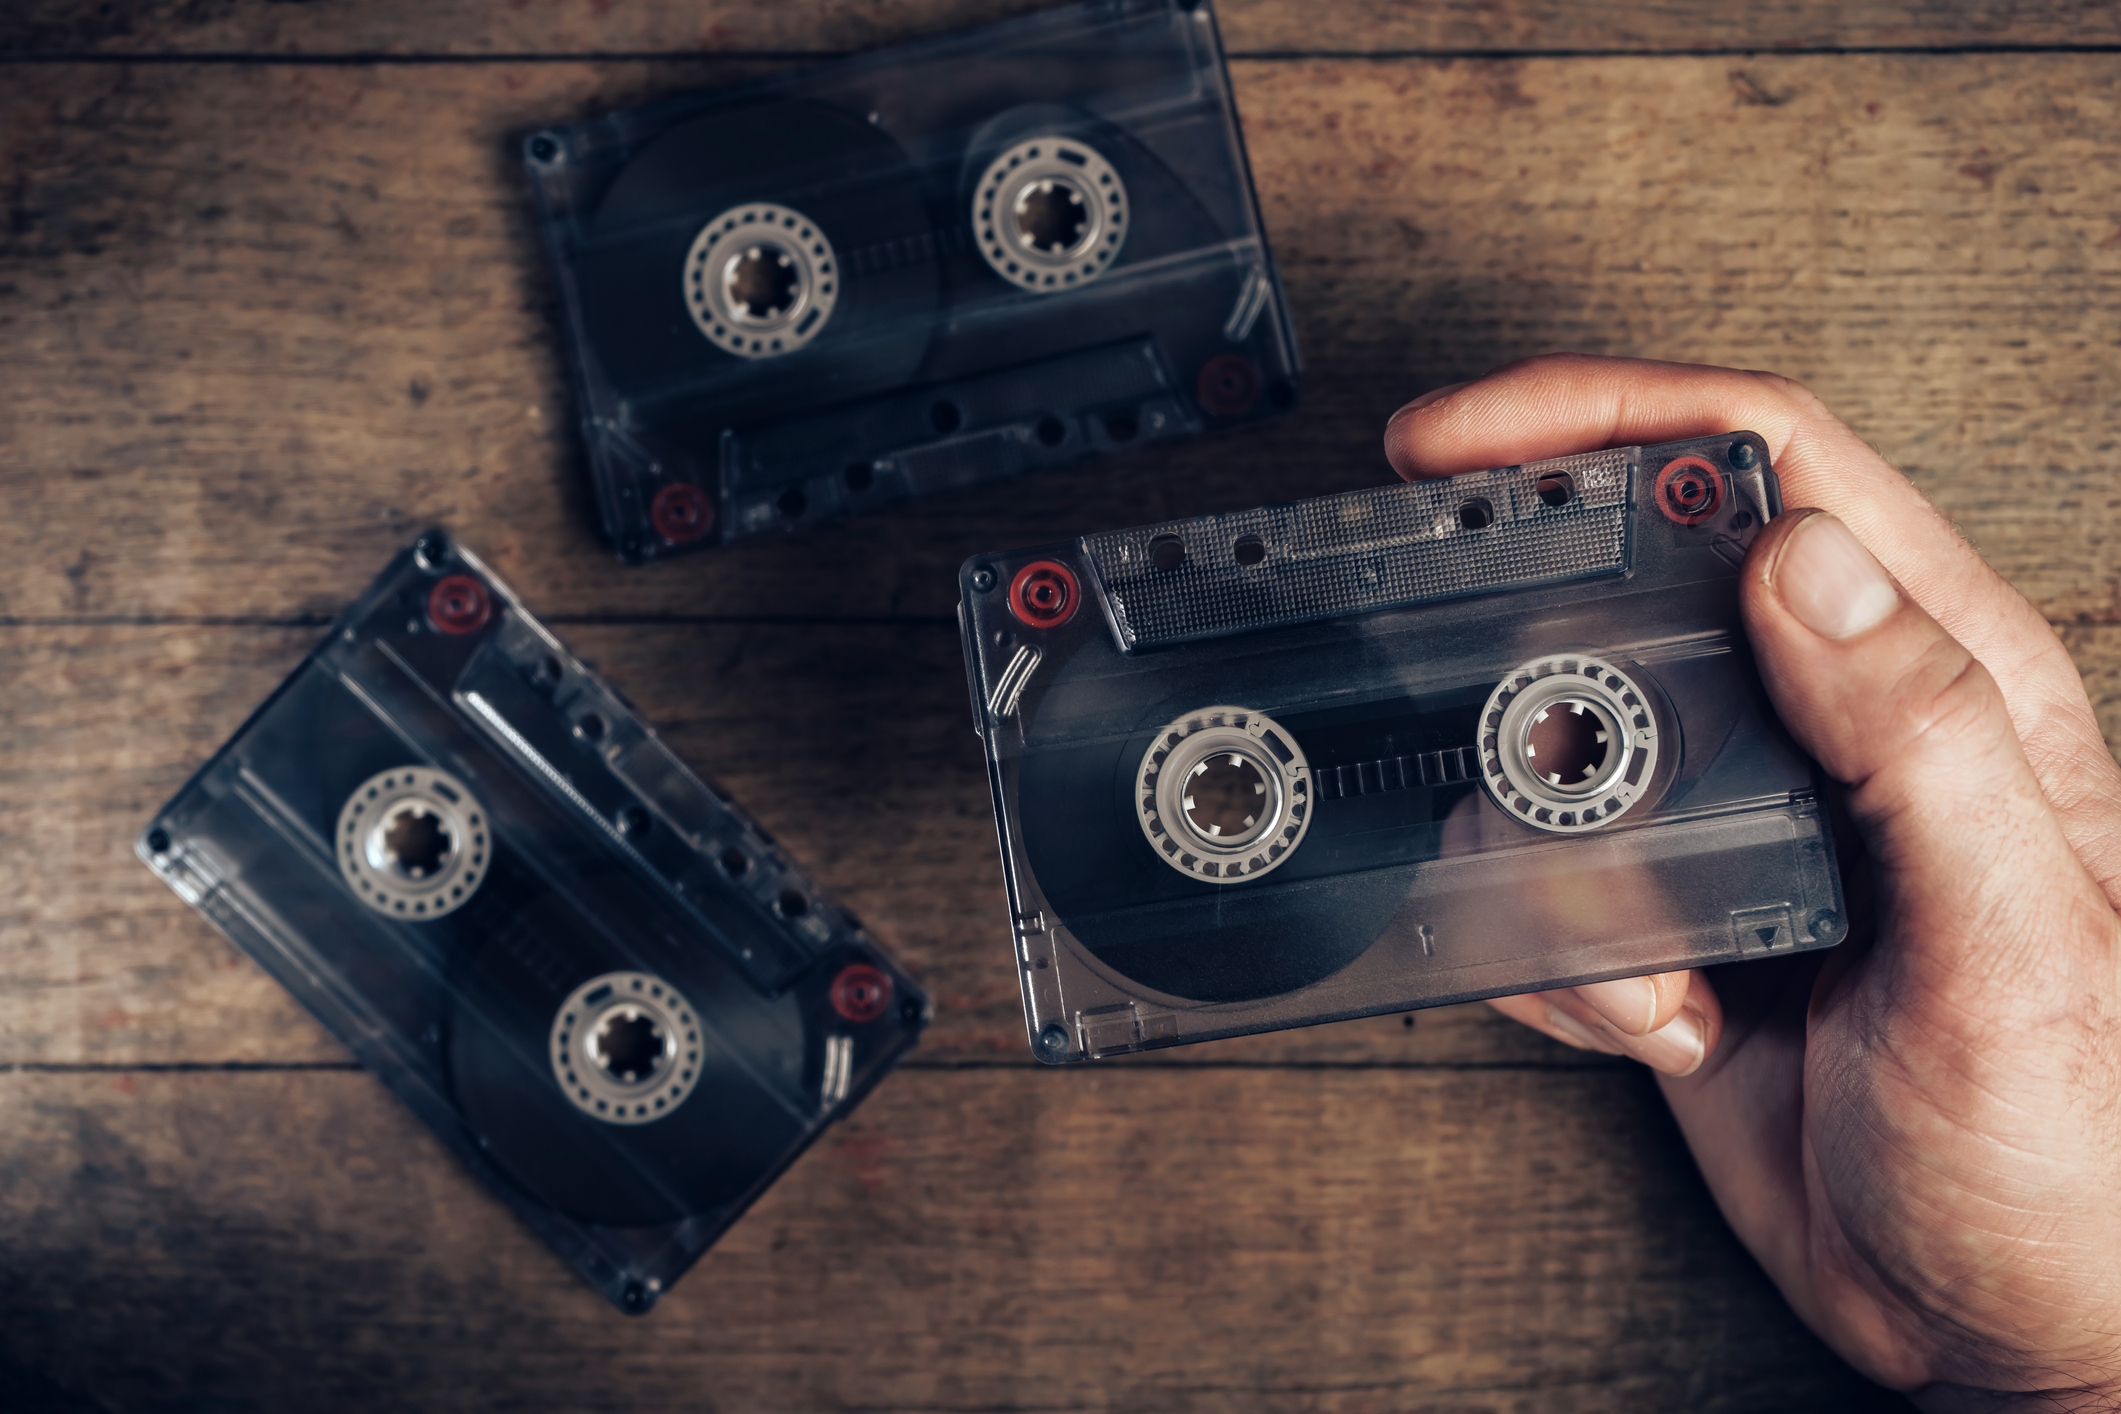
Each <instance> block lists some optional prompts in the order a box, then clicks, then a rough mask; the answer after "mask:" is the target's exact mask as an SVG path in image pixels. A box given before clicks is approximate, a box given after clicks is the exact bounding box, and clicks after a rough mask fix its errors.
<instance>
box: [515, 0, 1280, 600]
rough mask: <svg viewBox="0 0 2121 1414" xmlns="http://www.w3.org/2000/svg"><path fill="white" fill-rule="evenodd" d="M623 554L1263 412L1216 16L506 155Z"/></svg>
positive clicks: (1058, 458) (699, 95) (1129, 31)
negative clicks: (555, 309) (526, 184)
mask: <svg viewBox="0 0 2121 1414" xmlns="http://www.w3.org/2000/svg"><path fill="white" fill-rule="evenodd" d="M524 161H526V167H528V174H530V187H532V195H534V197H537V208H539V223H541V227H543V233H545V244H547V248H549V252H551V259H554V269H556V273H558V282H560V295H562V303H564V310H566V326H568V352H571V363H573V371H575V386H577V394H579V399H581V413H583V435H585V439H588V452H590V469H592V475H594V481H596V494H598V509H600V513H602V519H604V528H607V532H609V536H611V541H613V545H615V547H617V551H619V555H621V558H624V560H634V562H638V560H653V558H660V555H670V553H679V551H687V549H700V547H706V545H723V543H730V541H738V538H747V536H755V534H768V532H783V530H791V528H797V526H808V524H817V522H821V519H829V517H836V515H846V513H855V511H863V509H872V507H882V505H889V502H893V500H899V498H906V496H925V494H931V492H942V490H950V488H963V485H974V483H978V481H991V479H999V477H1012V475H1020V473H1029V471H1039V469H1044V466H1058V464H1065V462H1073V460H1080V458H1084V456H1094V454H1103V452H1120V449H1130V447H1139V445H1152V443H1162V441H1173V439H1179V437H1192V435H1198V432H1205V430H1211V428H1220V426H1239V424H1245V422H1258V420H1264V418H1273V416H1277V413H1279V411H1283V409H1287V407H1290V405H1294V401H1296V388H1298V375H1300V365H1298V358H1296V346H1294V339H1292V333H1290V318H1287V307H1285V301H1283V295H1281V282H1279V276H1277V271H1275V265H1273V259H1270V257H1268V250H1266V237H1264V231H1262V227H1260V214H1258V201H1256V197H1254V189H1251V174H1249V170H1247V165H1245V151H1243V140H1241V134H1239V127H1237V110H1234V104H1232V100H1230V85H1228V74H1226V70H1224V59H1222V45H1220V38H1217V34H1215V19H1213V11H1211V6H1209V4H1205V2H1200V4H1186V2H1179V0H1118V2H1109V0H1105V2H1094V4H1075V6H1065V8H1058V11H1048V13H1044V15H1031V17H1027V19H1016V21H1007V23H1001V25H991V28H984V30H971V32H963V34H952V36H944V38H935V40H927V42H921V45H906V47H899V49H887V51H880V53H874V55H861V57H855V59H846V61H838V64H829V66H823V68H814V70H806V72H802V74H793V76H783V78H770V81H761V83H753V85H742V87H734V89H721V91H708V93H689V95H681V98H672V100H666V102H660V104H651V106H647V108H636V110H628V112H615V114H609V117H602V119H592V121H585V123H577V125H571V127H549V129H541V131H534V134H530V136H528V138H526V140H524Z"/></svg>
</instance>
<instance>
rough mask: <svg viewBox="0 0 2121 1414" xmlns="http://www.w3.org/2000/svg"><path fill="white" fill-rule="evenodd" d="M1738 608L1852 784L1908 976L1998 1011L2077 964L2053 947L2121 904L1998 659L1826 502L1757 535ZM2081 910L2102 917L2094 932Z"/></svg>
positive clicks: (1898, 951)
mask: <svg viewBox="0 0 2121 1414" xmlns="http://www.w3.org/2000/svg"><path fill="white" fill-rule="evenodd" d="M1743 613H1746V632H1748V636H1750V638H1752V647H1754V655H1756V657H1758V664H1760V676H1763V678H1765V683H1767V689H1769V695H1771V697H1773V700H1775V706H1777V710H1780V712H1782V721H1784V723H1786V725H1788V727H1790V731H1792V733H1794V736H1796V740H1799V742H1803V744H1805V746H1807V748H1809V750H1811V755H1813V757H1818V761H1820V765H1822V767H1826V774H1830V776H1833V778H1835V780H1841V782H1843V784H1845V786H1850V795H1847V803H1850V814H1852V816H1854V820H1856V827H1858V831H1860V833H1862V835H1864V844H1866V848H1869V854H1871V859H1873V863H1875V867H1877V869H1879V878H1877V882H1879V890H1881V905H1883V909H1881V918H1888V920H1890V924H1888V929H1890V931H1888V939H1890V941H1892V945H1894V950H1896V952H1898V954H1900V958H1898V960H1900V962H1903V965H1911V967H1915V975H1913V977H1909V979H1911V982H1920V984H1928V986H1943V988H1945V994H1947V996H1949V998H1951V1001H1966V1003H1973V1001H1975V998H1977V996H1975V992H1973V990H1968V988H1979V1003H1981V1005H1979V1007H1977V1011H1981V1013H1989V1015H1994V1009H1996V1007H1998V1005H2002V998H2004V996H2011V994H2026V992H2023V986H2034V988H2036V986H2038V984H2036V982H2032V979H2034V977H2040V975H2045V977H2057V975H2066V973H2072V971H2076V969H2072V967H2068V965H2066V962H2068V958H2057V956H2055V950H2066V948H2070V945H2091V939H2104V937H2106V935H2108V933H2110V924H2113V914H2110V909H2106V905H2104V895H2100V892H2098V890H2096V886H2093V884H2091V878H2089V873H2085V867H2083V863H2081V861H2079V859H2076V854H2074V852H2072V850H2070V844H2068V839H2066V835H2064V831H2062V825H2059V820H2057V818H2055V812H2053V808H2051V806H2049V801H2047V797H2045V795H2043V793H2040V784H2038V780H2036V778H2034V774H2032V767H2030V765H2028V763H2026V753H2023V748H2021V746H2019V740H2017V733H2015V731H2013V727H2011V717H2009V712H2006V708H2004V697H2002V691H2000V689H1998V687H1996V681H1994V678H1992V676H1989V672H1987V668H1983V666H1981V664H1979V661H1977V659H1975V655H1973V653H1968V651H1966V649H1964V647H1962V644H1960V642H1958V640H1956V638H1951V634H1947V632H1945V630H1943V628H1941V625H1939V623H1936V619H1932V617H1930V615H1928V613H1924V611H1922V608H1920V606H1917V604H1915V602H1913V600H1911V598H1909V596H1907V594H1903V591H1900V585H1898V583H1894V579H1892V577H1890V575H1888V572H1886V570H1883V566H1879V562H1877V560H1875V558H1873V555H1871V551H1866V549H1864V547H1862V543H1858V541H1856V536H1854V534H1852V532H1850V528H1847V526H1843V524H1841V522H1839V519H1835V517H1833V515H1826V513H1824V511H1790V513H1786V515H1780V517H1777V519H1775V522H1773V524H1771V526H1769V528H1767V532H1765V534H1763V536H1760V538H1758V543H1756V545H1754V549H1752V555H1750V560H1748V562H1746V585H1743ZM2085 909H2096V916H2100V918H2102V922H2104V924H2106V926H2100V929H2085V926H2083V924H2085V920H2087V918H2091V916H2093V914H2087V912H2085ZM2079 960H2081V962H2085V965H2089V962H2091V960H2093V958H2091V956H2085V958H2079ZM2030 962H2038V967H2028V965H2030ZM2057 965H2059V967H2057Z"/></svg>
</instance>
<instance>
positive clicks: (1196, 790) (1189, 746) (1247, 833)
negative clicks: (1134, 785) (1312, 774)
mask: <svg viewBox="0 0 2121 1414" xmlns="http://www.w3.org/2000/svg"><path fill="white" fill-rule="evenodd" d="M1137 795H1139V801H1141V808H1139V820H1141V833H1143V835H1147V839H1150V848H1154V850H1156V854H1158V859H1162V861H1164V863H1167V865H1171V867H1173V869H1177V871H1179V873H1186V876H1192V878H1205V880H1215V882H1237V880H1254V878H1260V876H1262V873H1266V871H1268V869H1273V867H1277V865H1279V863H1281V861H1285V859H1287V856H1290V854H1292V852H1294V850H1296V846H1298V844H1302V839H1304V831H1307V829H1309V827H1311V767H1309V763H1307V761H1304V753H1302V748H1300V746H1296V738H1292V736H1290V733H1287V731H1283V729H1281V727H1277V725H1275V723H1273V721H1270V719H1268V717H1264V714H1260V712H1247V710H1245V708H1230V706H1217V708H1207V710H1205V712H1192V714H1188V717H1181V719H1179V721H1175V723H1171V725H1169V727H1164V729H1162V731H1158V733H1156V740H1154V742H1152V744H1150V750H1147V753H1143V757H1141V772H1139V791H1137Z"/></svg>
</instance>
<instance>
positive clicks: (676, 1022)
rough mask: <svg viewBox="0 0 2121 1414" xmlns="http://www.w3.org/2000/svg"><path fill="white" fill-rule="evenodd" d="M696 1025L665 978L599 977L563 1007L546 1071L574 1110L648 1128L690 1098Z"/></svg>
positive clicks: (621, 974)
mask: <svg viewBox="0 0 2121 1414" xmlns="http://www.w3.org/2000/svg"><path fill="white" fill-rule="evenodd" d="M698 1068H700V1024H698V1022H696V1020H694V1015H691V1007H687V1005H685V998H683V996H679V994H677V988H672V986H670V984H668V982H664V979H662V977H653V975H649V973H604V975H602V977H590V979H588V982H583V984H581V986H579V988H575V992H573V994H571V996H568V998H566V1001H564V1003H560V1013H558V1015H554V1020H551V1073H554V1079H556V1081H560V1088H562V1090H564V1092H566V1098H568V1100H573V1104H575V1109H579V1111H581V1113H585V1115H592V1117H596V1119H602V1121H607V1124H653V1121H655V1119H662V1117H664V1115H668V1113H672V1111H674V1109H677V1107H679V1104H683V1102H685V1098H687V1096H689V1094H691V1081H694V1077H696V1075H698Z"/></svg>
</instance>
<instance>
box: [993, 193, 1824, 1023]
mask: <svg viewBox="0 0 2121 1414" xmlns="http://www.w3.org/2000/svg"><path fill="white" fill-rule="evenodd" d="M1137 214H1139V212H1137ZM1145 231H1147V220H1143V225H1141V229H1137V231H1135V235H1137V237H1141V235H1143V233H1145ZM1777 509H1780V490H1777V483H1775V477H1773V471H1771V469H1769V464H1767V445H1765V441H1763V439H1760V437H1758V435H1752V432H1731V435H1720V437H1699V439H1688V441H1682V443H1667V445H1661V447H1608V449H1601V452H1587V454H1580V456H1563V458H1553V460H1544V462H1529V464H1521V466H1497V469H1491V471H1478V473H1468V475H1459V477H1442V479H1436V481H1419V483H1393V485H1379V488H1370V490H1360V492H1345V494H1338V496H1315V498H1309V500H1296V502H1290V505H1279V507H1254V509H1245V511H1230V513H1222V515H1200V517H1192V519H1181V522H1167V524H1156V526H1130V528H1122V530H1105V532H1094V534H1086V536H1080V538H1075V541H1069V543H1061V545H1031V547H1024V549H1018V551H1012V553H982V555H976V558H974V560H967V562H965V566H963V570H961V581H959V583H961V591H963V594H961V606H963V644H965V657H967V666H969V678H971V704H974V719H976V723H978V729H980V736H982V742H984V746H986V765H988V784H991V789H993V793H995V818H997V825H999V837H1001V850H1003V859H1005V867H1003V880H1005V884H1007V892H1010V931H1012V937H1010V941H1012V952H1014V962H1016V975H1018V986H1020V988H1022V996H1024V1022H1027V1032H1029V1037H1031V1045H1033V1051H1035V1056H1037V1058H1039V1060H1044V1062H1052V1064H1061V1062H1073V1060H1092V1058H1099V1056H1116V1054H1122V1051H1137V1049H1150V1047H1162V1045H1181V1043H1190V1041H1209V1039H1217V1037H1237V1035H1247V1032H1260V1030H1275V1028H1283V1026H1309V1024H1317V1022H1334V1020H1347V1018H1357V1015H1379V1013H1391V1011H1406V1009H1413V1007H1430V1005H1444V1003H1459V1001H1474V998H1480V996H1504V994H1514V992H1542V990H1550V988H1561V986H1576V984H1584V982H1603V979H1610V977H1635V975H1644V973H1661V971H1676V969H1684V967H1705V965H1716V962H1735V960H1741V958H1752V956H1780V954H1790V952H1799V950H1807V948H1826V945H1833V943H1839V941H1841V939H1843V937H1845V935H1847V924H1845V922H1843V912H1845V909H1843V901H1841V880H1839V871H1837V867H1835V848H1833V829H1830V825H1828V816H1826V806H1824V801H1822V778H1820V770H1818V765H1816V763H1813V761H1811V759H1809V757H1805V753H1803V750H1801V748H1799V744H1796V742H1794V740H1790V736H1788V731H1784V729H1782V723H1780V721H1775V708H1773V700H1771V697H1769V695H1767V689H1765V685H1763V683H1760V676H1758V670H1756V668H1754V661H1752V651H1750V647H1748V642H1746V632H1743V630H1746V625H1743V615H1741V608H1739V579H1741V570H1743V564H1746V555H1748V547H1750V545H1752V543H1754V541H1756V538H1758V534H1760V526H1763V524H1765V519H1767V517H1771V515H1773V513H1775V511H1777ZM1033 566H1037V572H1041V575H1050V572H1056V570H1067V572H1069V575H1071V577H1073V581H1075V585H1077V587H1080V594H1082V604H1084V608H1082V611H1080V613H1075V615H1073V617H1071V619H1069V621H1065V623H1058V625H1054V628H1046V630H1039V632H1037V634H1035V636H1033V634H1031V632H1027V628H1024V625H1027V623H1029V621H1027V619H1024V613H1022V606H1020V604H1016V602H1014V600H1012V602H1007V604H1005V602H1003V596H1001V594H997V587H999V585H1012V583H1016V577H1020V575H1024V572H1027V570H1029V568H1033ZM1027 638H1035V642H1027ZM1194 704H1220V706H1198V708H1196V710H1192V712H1186V714H1184V717H1179V710H1181V708H1188V706H1194ZM1173 717H1177V721H1173Z"/></svg>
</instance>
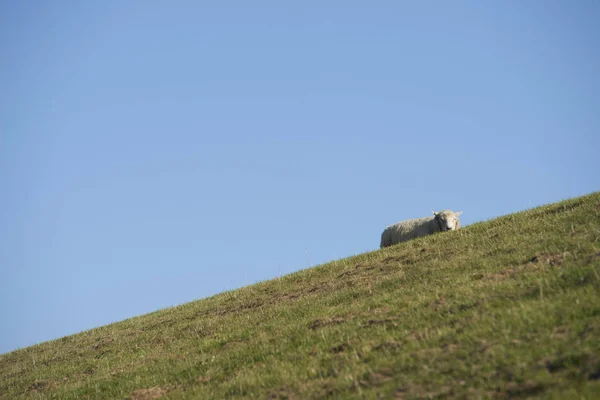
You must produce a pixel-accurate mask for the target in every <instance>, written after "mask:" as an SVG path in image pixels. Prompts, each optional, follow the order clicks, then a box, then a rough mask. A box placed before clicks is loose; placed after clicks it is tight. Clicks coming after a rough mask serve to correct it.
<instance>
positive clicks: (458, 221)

**WORK TASK**
The records are above. How many lines in them contain the word "after"? Give the number alone.

**TASK SOLUTION**
2